This is just a blog about my thoughts, my family, my everyday life. Because I am a Christian and have ups and downs like everyone else, I hope it will encourage others to either turn to Christ for the first time, or lean on Him when times are rough. Often life is just random and funny. I started this blog after many years of writing to my church about our vacations. They began to encourage me to blog and finally I am. Thanks for reading.

"Behold, upon the mountains, the feet of him who brings good news, who publishes peace!" Nahum 1:15

God is most glorified in us when we are most satisfied in Him. John Piper

Monday, October 14, 2013

Sleepless Nights and Radical Living

I am having a bout with insomnia presently.  Well, not presently because I am on the computer right now. But presently as in last night and the night before that and the night before that and so on.  Sigh.
I am not worried about anything,  There are no thoughts plaguing me.  It's just me, lying in bed, not sleeping. I have been reading a book entitled "from fear to freedom" by Rose Marie Miller. (It has no caps.)  So I picked it up and finished it.  It is very good and a real eye opener about what is wrong with me...and with you, too BTW. (I know. You thought I was perfect and maybe I thought that too... Well, surprise!!  We're both wrong.)

• _Required work_:
a) Reproduce the passage of the blog post that begins with the words "This is just" and ends with "Thanks for reading.".
b) According to the blog post, what book has the writer been reading, and who wrote it?

[Dataset excerpts about pointing to objects]
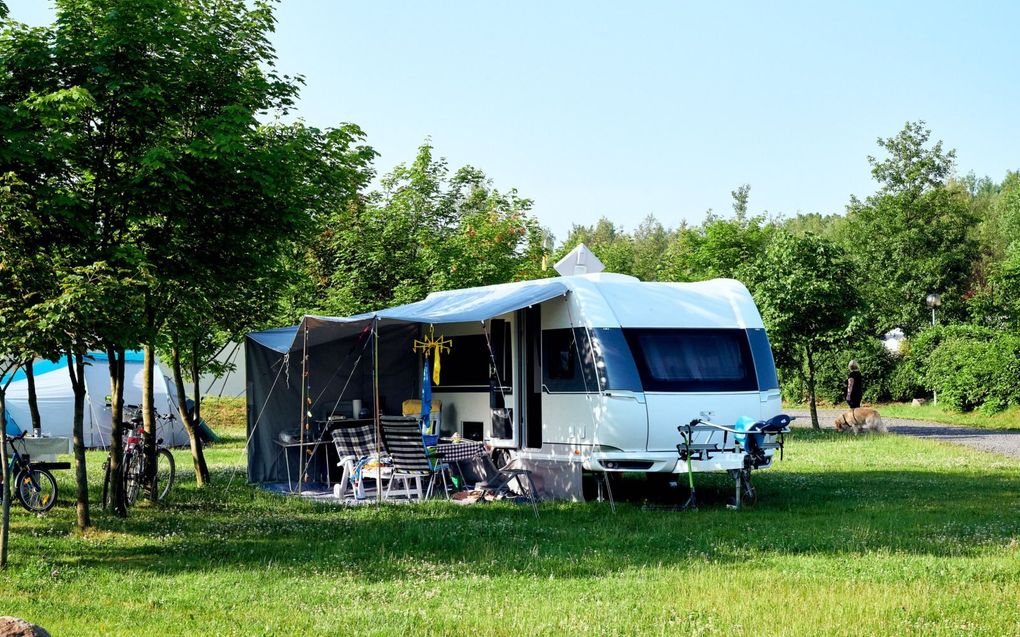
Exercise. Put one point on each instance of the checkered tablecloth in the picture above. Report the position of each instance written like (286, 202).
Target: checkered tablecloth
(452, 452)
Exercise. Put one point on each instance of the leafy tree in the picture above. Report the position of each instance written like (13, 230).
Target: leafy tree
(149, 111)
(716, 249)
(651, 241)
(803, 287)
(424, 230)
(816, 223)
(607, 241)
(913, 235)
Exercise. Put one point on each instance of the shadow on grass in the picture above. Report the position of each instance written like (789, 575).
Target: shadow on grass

• _Solutions to the problems_:
a)
This is just a blog about my thoughts, my family, my everyday life. Because I am a Christian and have ups and downs like everyone else, I hope it will encourage others to either turn to Christ for the first time, or lean on Him when times are rough. Often life is just random and funny. I started this blog after many years of writing to my church about our vacations. They began to encourage me to blog and finally I am. Thanks for reading.

b) "from fear to freedom" by Rose Marie Miller.